__Directions__
Skip the images and return the records below exactly.

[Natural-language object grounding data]
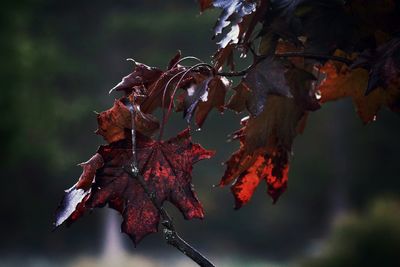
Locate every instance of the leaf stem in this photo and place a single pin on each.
(170, 234)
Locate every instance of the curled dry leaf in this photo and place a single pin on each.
(232, 14)
(265, 146)
(343, 82)
(166, 167)
(199, 100)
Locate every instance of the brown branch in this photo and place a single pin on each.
(170, 234)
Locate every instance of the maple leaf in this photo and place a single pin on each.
(270, 77)
(342, 82)
(166, 168)
(114, 122)
(199, 100)
(232, 14)
(265, 145)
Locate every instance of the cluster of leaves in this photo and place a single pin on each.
(305, 53)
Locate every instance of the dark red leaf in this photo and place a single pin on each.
(166, 167)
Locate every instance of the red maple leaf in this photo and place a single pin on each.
(166, 168)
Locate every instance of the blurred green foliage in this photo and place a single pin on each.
(371, 239)
(60, 58)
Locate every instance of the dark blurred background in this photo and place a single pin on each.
(58, 61)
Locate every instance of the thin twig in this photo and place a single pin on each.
(315, 56)
(170, 234)
(288, 54)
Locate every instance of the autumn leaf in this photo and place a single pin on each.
(232, 14)
(344, 82)
(272, 77)
(265, 145)
(166, 167)
(199, 100)
(114, 122)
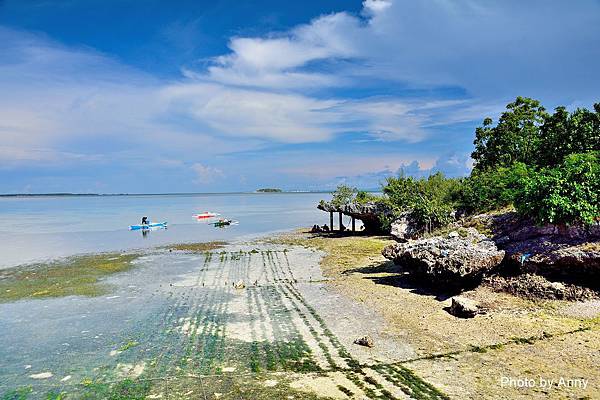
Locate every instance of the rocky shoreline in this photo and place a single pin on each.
(513, 255)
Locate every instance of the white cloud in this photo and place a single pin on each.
(205, 174)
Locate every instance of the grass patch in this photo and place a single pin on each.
(342, 253)
(79, 276)
(127, 389)
(128, 345)
(195, 247)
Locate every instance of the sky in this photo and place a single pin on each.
(123, 96)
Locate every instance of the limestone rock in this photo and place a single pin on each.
(405, 228)
(454, 262)
(463, 308)
(366, 341)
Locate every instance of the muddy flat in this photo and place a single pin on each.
(278, 319)
(236, 322)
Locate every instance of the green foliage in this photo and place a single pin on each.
(431, 200)
(563, 134)
(343, 195)
(564, 194)
(363, 197)
(516, 137)
(527, 133)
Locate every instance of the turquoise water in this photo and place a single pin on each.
(39, 228)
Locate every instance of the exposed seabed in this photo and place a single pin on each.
(237, 322)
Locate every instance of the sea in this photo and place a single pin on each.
(38, 229)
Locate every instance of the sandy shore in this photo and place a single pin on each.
(480, 358)
(277, 319)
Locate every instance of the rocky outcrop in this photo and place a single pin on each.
(405, 227)
(464, 308)
(369, 213)
(537, 287)
(569, 253)
(451, 262)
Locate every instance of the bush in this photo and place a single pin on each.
(343, 195)
(431, 200)
(565, 194)
(494, 188)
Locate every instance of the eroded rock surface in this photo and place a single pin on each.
(453, 261)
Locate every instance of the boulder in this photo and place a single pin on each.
(569, 253)
(366, 341)
(451, 262)
(537, 287)
(463, 308)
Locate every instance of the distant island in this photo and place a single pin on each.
(269, 190)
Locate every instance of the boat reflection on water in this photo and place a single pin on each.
(154, 228)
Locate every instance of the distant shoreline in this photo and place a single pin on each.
(11, 195)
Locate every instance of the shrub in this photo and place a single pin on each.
(564, 194)
(343, 195)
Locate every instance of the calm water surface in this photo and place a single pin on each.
(40, 228)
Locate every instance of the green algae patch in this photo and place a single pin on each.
(74, 276)
(196, 247)
(341, 253)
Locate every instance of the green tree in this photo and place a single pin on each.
(515, 138)
(565, 194)
(493, 189)
(343, 195)
(563, 134)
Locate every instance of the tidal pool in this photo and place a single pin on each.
(241, 321)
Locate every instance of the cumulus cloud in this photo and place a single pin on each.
(380, 75)
(205, 174)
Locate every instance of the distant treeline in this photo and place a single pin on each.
(546, 166)
(269, 190)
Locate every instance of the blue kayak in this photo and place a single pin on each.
(148, 226)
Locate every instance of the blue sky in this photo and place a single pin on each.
(192, 96)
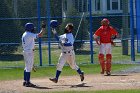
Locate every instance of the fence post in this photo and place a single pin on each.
(49, 33)
(39, 41)
(91, 34)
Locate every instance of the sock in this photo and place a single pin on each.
(57, 74)
(79, 71)
(28, 76)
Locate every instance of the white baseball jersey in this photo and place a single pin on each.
(28, 41)
(28, 47)
(68, 54)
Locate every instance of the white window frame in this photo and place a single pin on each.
(114, 11)
(96, 5)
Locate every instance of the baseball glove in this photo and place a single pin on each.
(43, 25)
(53, 23)
(34, 68)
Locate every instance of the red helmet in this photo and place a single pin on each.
(105, 22)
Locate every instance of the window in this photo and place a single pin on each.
(81, 5)
(65, 5)
(85, 5)
(97, 5)
(114, 4)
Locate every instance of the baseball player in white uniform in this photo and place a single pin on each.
(28, 44)
(67, 55)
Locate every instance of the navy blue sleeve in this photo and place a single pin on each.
(56, 37)
(67, 44)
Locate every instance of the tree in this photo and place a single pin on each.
(81, 33)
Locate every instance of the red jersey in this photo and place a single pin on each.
(105, 34)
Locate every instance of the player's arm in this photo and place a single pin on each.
(55, 34)
(43, 27)
(96, 36)
(114, 33)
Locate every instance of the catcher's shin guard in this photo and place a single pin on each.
(108, 62)
(102, 62)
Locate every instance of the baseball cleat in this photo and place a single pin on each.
(53, 80)
(29, 84)
(24, 83)
(82, 76)
(102, 72)
(108, 73)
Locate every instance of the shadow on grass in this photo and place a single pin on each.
(117, 75)
(84, 52)
(39, 87)
(75, 86)
(11, 57)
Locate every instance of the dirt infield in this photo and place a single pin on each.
(72, 83)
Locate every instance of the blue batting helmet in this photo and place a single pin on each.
(29, 26)
(53, 23)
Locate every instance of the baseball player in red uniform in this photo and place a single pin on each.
(28, 44)
(104, 38)
(67, 55)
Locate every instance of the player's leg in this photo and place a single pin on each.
(29, 60)
(108, 59)
(101, 58)
(73, 65)
(60, 64)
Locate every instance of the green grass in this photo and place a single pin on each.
(83, 56)
(101, 91)
(17, 73)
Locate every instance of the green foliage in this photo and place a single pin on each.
(80, 33)
(17, 73)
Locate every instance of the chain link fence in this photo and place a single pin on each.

__Problem solution__
Locate every instance of the leaf stem in this photo and place a single pin on each.
(170, 234)
Locate every instance of the curled dry leaf in this photo and place a single pin on each.
(232, 14)
(265, 146)
(343, 82)
(166, 167)
(199, 100)
Locate every instance of the brown branch in this photo and place a single pin on each.
(170, 234)
Locate every instance of the maple leaf in this photo and place a single pin on each.
(270, 77)
(342, 82)
(166, 168)
(114, 122)
(199, 100)
(232, 14)
(265, 145)
Locate every instance of the cluster of leaves in this photo and place a single pin on each.
(305, 53)
Locate every instance of the dark red leaf in this photo and place a single pin on each.
(166, 167)
Locate every instance of the red maple leaf in this photo and place a single pin on each.
(166, 168)
Locate every instance of the blurred green foliage in this photo and place a single pin on each.
(371, 239)
(60, 58)
Locate every instance of the dark blurred background in this photo and place a single pin on each.
(58, 61)
Locate every instance of the thin twig in this photo and place a single pin on each.
(315, 56)
(170, 234)
(288, 54)
Locate every instance of the autumn leaf in this photo and place a single pin on each.
(232, 14)
(344, 82)
(272, 77)
(265, 145)
(166, 167)
(199, 100)
(114, 122)
Locate every instance of the rocky shoreline in this photo and place a single pin on each.
(513, 255)
Locate every instance of the white cloud in this photo and place a single pin on each.
(205, 174)
Locate every instance of the grass patch in this photo and place a single pin on each.
(342, 253)
(79, 276)
(127, 389)
(128, 345)
(195, 247)
Locate every instance of the sky in this photo and place a single pin on each.
(123, 96)
Locate every instance of the limestone rock in this photo and place a single pin on each.
(405, 228)
(454, 262)
(463, 308)
(366, 341)
Locate every instance of the muddy flat in this photo and place a single pin on each.
(278, 319)
(236, 322)
Locate every instance of the green foliage in this photo and place a single pin on each.
(431, 200)
(563, 134)
(343, 195)
(564, 194)
(363, 197)
(516, 137)
(527, 133)
Locate every instance of the turquoise water in this photo and place a single pin on each.
(39, 228)
Locate every instance of the exposed seabed in this photo and place a single pin on each.
(237, 322)
Locate every instance of the sea in this photo and place a single pin on each.
(38, 229)
Locate every instance of the sandy shore in this photo and place a single pin on each.
(480, 358)
(277, 319)
Locate every instance of the rocky outcrop in this photo and place a single pin on each.
(405, 227)
(464, 308)
(369, 213)
(537, 287)
(569, 253)
(451, 262)
Locate every instance of the bush in this photo and place a single pin on each.
(343, 195)
(431, 200)
(565, 194)
(494, 188)
Locate every instance of the eroded rock surface in this photo and place a single pin on each.
(453, 261)
Locate every instance of the boulder in this photo and place a single pin on each.
(569, 253)
(366, 341)
(451, 262)
(537, 287)
(463, 308)
Locate every instance of the distant island in this photo and place a single pin on each.
(269, 190)
Locate every instance of the boat reflection on water in this photo and place a single pin on each.
(154, 228)
Locate every instance of the distant shoreline in this photo and place a single pin on each.
(11, 195)
Locate every instance of the shrub in this photo and place a single pin on each.
(564, 194)
(343, 195)
Locate every instance of the calm water surface in this photo and place a single pin on each.
(40, 228)
Locate every instance of the green algae patch in this photo and place a single pin on each.
(74, 276)
(196, 247)
(341, 253)
Locate every instance of the green tree in this photo and place a single pin on each.
(515, 138)
(565, 194)
(493, 189)
(343, 195)
(563, 134)
Locate every instance of the tidal pool in this photo and place a single pin on each.
(241, 321)
Locate every instance of the cumulus cloud in this photo and place a single pin on each.
(380, 75)
(205, 174)
Locate every instance of the distant treeline in this photo and place a single pin on each.
(546, 166)
(269, 190)
Locate every instance of the blue kayak in this photo and place a single pin on each.
(148, 226)
Locate every instance of the blue sky in this photo and place a single pin on each.
(192, 96)
Locate every instance of the fence post in this photo and place a single pin on each.
(49, 33)
(39, 41)
(91, 34)
Locate every instance of the sock in this photo and place a single pin on each.
(57, 74)
(79, 71)
(28, 76)
Locate every instance of the white baseball jersey in this photo and place a single pin on each.
(28, 41)
(28, 47)
(68, 54)
Locate every instance of the white window frame in this photo and place a single pin on each.
(114, 11)
(96, 5)
Locate every instance of the baseball glove in this photo and place a single pin on each.
(43, 25)
(53, 23)
(34, 68)
Locate every instance of the red helmet in this photo and place a single pin on each.
(105, 22)
Locate every instance of the window in this photo and place a single pin on each.
(81, 5)
(65, 5)
(85, 5)
(97, 5)
(114, 4)
Locate every instance of the baseball player in white uniform in this photo and place a single pin on each.
(28, 44)
(67, 55)
Locate every instance of the navy blue sleeve in this photo and place a single pin on each.
(56, 37)
(67, 44)
Locate every instance of the tree in this photo and place a single pin on each.
(81, 33)
Locate every instance of the red jersey in this photo and place a single pin on each.
(105, 34)
Locate every instance of the player's arm in this photo and place a single pin on each.
(55, 34)
(43, 27)
(96, 36)
(114, 33)
Locate every instance of the catcher's shin guard in this photo and place a single pin on each.
(108, 62)
(102, 62)
Locate every instance of the baseball cleat in this photo and place a single pin on each.
(53, 80)
(29, 84)
(24, 83)
(82, 76)
(102, 72)
(108, 73)
Locate every instance of the shadow on grass in this photo and place a single pin on each.
(117, 75)
(84, 52)
(39, 87)
(75, 86)
(11, 57)
Locate every instance of the dirt infield in this photo and place a single pin on each.
(72, 83)
Locate every instance of the blue batting helmet in this photo and place a single pin on each.
(29, 26)
(53, 23)
Locate every instance of the baseball player in red uniform in this photo and place a single pin on each.
(28, 44)
(104, 38)
(67, 55)
Locate every instance of the player's leg in this photo and place a single pin on each.
(29, 60)
(108, 59)
(101, 58)
(73, 65)
(60, 64)
Locate every instance of the green grass in this photo and place a single pin on each.
(83, 56)
(101, 91)
(17, 73)
Locate every instance of the green foliage in this photo and place a single pin on each.
(80, 33)
(17, 73)
Locate every instance of the chain link fence in this photo and place a single pin on each.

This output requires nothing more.